▶ [Source material]
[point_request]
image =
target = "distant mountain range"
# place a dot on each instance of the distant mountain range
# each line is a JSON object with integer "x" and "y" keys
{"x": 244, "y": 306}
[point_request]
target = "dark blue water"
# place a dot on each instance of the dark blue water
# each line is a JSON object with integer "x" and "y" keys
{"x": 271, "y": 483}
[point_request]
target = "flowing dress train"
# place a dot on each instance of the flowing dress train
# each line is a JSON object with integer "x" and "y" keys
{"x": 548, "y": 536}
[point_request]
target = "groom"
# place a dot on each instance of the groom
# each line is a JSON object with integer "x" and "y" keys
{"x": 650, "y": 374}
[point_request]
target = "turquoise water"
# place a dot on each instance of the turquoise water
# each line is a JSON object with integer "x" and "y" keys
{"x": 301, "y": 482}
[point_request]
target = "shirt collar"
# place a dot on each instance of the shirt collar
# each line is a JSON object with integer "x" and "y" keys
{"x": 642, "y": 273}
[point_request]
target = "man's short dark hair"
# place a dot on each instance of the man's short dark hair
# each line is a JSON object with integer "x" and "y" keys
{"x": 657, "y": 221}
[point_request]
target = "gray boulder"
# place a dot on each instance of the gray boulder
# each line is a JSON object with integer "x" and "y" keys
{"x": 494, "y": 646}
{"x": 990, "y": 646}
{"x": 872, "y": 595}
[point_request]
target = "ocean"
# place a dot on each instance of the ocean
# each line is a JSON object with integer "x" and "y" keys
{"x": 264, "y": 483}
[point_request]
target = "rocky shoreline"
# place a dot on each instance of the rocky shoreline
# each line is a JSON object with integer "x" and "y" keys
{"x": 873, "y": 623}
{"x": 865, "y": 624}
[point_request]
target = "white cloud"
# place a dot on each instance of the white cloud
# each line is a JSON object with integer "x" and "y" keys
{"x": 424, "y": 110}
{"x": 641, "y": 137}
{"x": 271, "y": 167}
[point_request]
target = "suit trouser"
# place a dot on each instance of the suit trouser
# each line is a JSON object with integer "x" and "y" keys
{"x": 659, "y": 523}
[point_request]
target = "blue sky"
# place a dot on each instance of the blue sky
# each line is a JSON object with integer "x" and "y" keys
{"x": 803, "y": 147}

▶ [Your instructions]
The records above are to be returned exactly as they appear.

▶ [Response below]
[point_request]
image =
target = "distant mountain range"
# place a dot on each instance of the distant mountain range
# each line is a JSON object with integer "x" and "y" keys
{"x": 244, "y": 306}
[point_request]
target = "dark blue water"
# place a dot on each instance of the dark blue water
# each line is a JSON object with integer "x" and "y" keys
{"x": 271, "y": 483}
[point_request]
target = "flowing dress train"
# place a dot on each instance of the flowing dress train
# each line is a JSON object with integer "x" and "y" keys
{"x": 548, "y": 536}
[point_request]
target = "groom"
# place a dot on each instance of the groom
# each line is a JSON object with integer "x" and "y" keys
{"x": 650, "y": 374}
[point_request]
target = "turquoise water"
# place a dot on each instance of the turquoise water
# each line is a JSON object with integer "x" and "y" keys
{"x": 301, "y": 482}
[point_request]
target = "shirt collar"
# place a dot on each instance of the shirt collar
# each line is a JSON object with integer "x" and "y" keys
{"x": 642, "y": 273}
[point_request]
target = "man's short dark hair"
# place a dot on each instance of the man's short dark hair
# each line is a JSON object with integer "x" and "y" keys
{"x": 657, "y": 221}
[point_request]
target = "gray boulder"
# place a dot on each instance of the gray boulder
# each line is a JSON object with integer "x" and "y" keys
{"x": 494, "y": 646}
{"x": 990, "y": 646}
{"x": 872, "y": 595}
[point_request]
target = "ocean"
# place a dot on each instance of the ocean
# each line is a JSON object with integer "x" and "y" keys
{"x": 264, "y": 483}
[point_request]
target = "rocky shoreline"
# place a dot on each instance of the rocky shoreline
# each line is a JSON object with integer "x" and "y" keys
{"x": 873, "y": 623}
{"x": 865, "y": 624}
[point_request]
target = "white cloud"
# place a dot on each instance of the white cloud
# each line is a JSON object with integer "x" and "y" keys
{"x": 424, "y": 110}
{"x": 641, "y": 137}
{"x": 271, "y": 167}
[point_request]
target = "suit trouser"
# place a dot on each instance of the suit trouser
# each line is a JSON object with integer "x" and "y" keys
{"x": 659, "y": 523}
[point_request]
target = "blue sky"
# place a dot on each instance of the blue sky
# each line is a JSON object with integer "x" and "y" keys
{"x": 803, "y": 147}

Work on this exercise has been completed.